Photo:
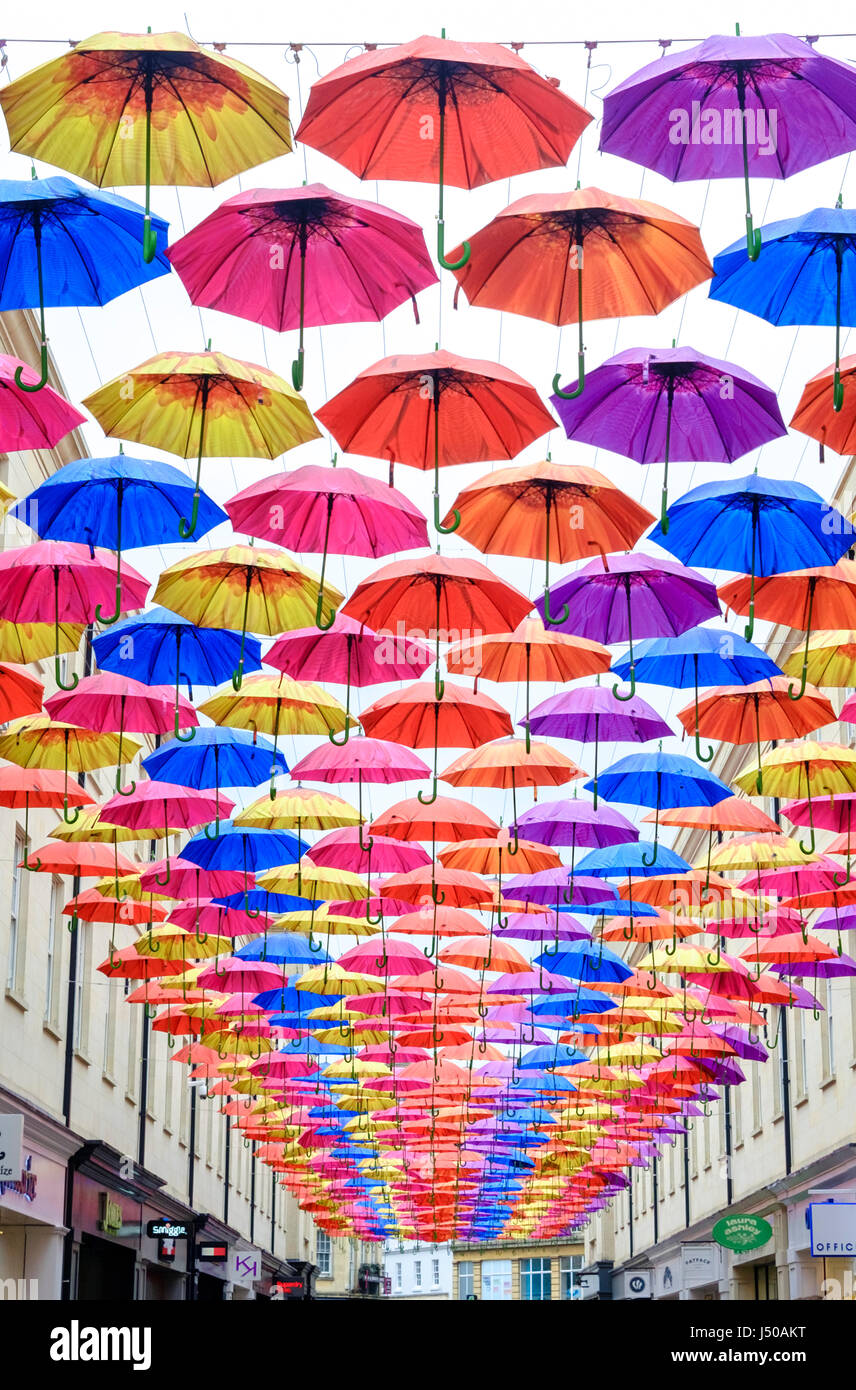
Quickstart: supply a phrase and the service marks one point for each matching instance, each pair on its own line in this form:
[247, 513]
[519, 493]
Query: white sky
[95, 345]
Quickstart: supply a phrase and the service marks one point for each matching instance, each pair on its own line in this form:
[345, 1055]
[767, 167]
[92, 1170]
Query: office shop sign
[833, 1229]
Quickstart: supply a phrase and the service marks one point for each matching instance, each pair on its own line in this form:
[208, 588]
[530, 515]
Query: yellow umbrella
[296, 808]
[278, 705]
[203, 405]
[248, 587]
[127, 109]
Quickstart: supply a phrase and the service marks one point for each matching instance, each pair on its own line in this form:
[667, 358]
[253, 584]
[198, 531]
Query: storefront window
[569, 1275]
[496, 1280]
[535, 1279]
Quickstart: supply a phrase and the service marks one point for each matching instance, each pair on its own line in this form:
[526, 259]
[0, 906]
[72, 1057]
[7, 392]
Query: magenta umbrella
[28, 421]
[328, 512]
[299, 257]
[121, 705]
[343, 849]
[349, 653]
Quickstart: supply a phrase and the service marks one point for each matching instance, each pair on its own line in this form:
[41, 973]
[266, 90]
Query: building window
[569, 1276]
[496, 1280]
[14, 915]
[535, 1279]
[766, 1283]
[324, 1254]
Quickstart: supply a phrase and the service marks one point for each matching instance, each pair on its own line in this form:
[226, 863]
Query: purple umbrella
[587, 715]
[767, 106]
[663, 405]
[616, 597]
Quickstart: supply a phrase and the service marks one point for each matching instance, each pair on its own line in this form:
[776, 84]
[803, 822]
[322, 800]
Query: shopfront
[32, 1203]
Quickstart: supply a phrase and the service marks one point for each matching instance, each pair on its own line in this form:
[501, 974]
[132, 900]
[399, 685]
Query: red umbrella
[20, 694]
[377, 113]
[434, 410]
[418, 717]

++++++++

§ **What the task requires**
Please transcribe all of the entries word for word, with the pictures left out.

§ **Reply**
Photo:
Quickstart: supply a phrase and the service marks one point for each matching instance, each pair on its own line in this form:
[247, 513]
[519, 493]
Query: white sky
[95, 345]
Quickstart: supply a phrase and the service marks one point for each matching instance, each pair on its own line in this form:
[345, 1055]
[767, 167]
[92, 1170]
Query: office shop sign
[833, 1229]
Quickstart: supply a phrase and the service marks one point for each matching instance, each pair on its own line in this form:
[208, 588]
[530, 515]
Query: yellow umbrella
[296, 808]
[278, 705]
[203, 405]
[248, 587]
[127, 109]
Quickstart: supply a phrase and the service marks one point for each matching instance, each pair on its own line in this form:
[667, 358]
[253, 584]
[198, 531]
Query: storefront window
[569, 1275]
[496, 1280]
[535, 1279]
Quickstart: supply a phrase and the service marks one point for each matching instance, each pair on its own line in this form:
[526, 259]
[0, 906]
[72, 1057]
[7, 392]
Query: magenta umbrella
[28, 421]
[328, 512]
[299, 257]
[121, 705]
[343, 849]
[349, 653]
Quickstart: supply a phrase and the service marks one point for each matching instance, each pair on its own line in this form:
[41, 973]
[266, 90]
Query: building window
[569, 1276]
[496, 1280]
[14, 915]
[535, 1279]
[766, 1283]
[324, 1254]
Quickstart: supply a phrase and the service marks one point for each matching instance, each pair on its own line in this form:
[226, 863]
Query: purple umbrella
[587, 715]
[767, 106]
[663, 405]
[616, 597]
Quickstart: supply a phrase and the service marks one point for each matching instance, each pair on its own line in this form:
[776, 84]
[803, 822]
[322, 800]
Query: shopfront
[32, 1203]
Quickstart: supply a phrase and the service marks one point for each matching instance, each pair on its own line in this form:
[501, 974]
[132, 900]
[399, 685]
Query: red umbrella
[20, 694]
[377, 113]
[434, 410]
[418, 717]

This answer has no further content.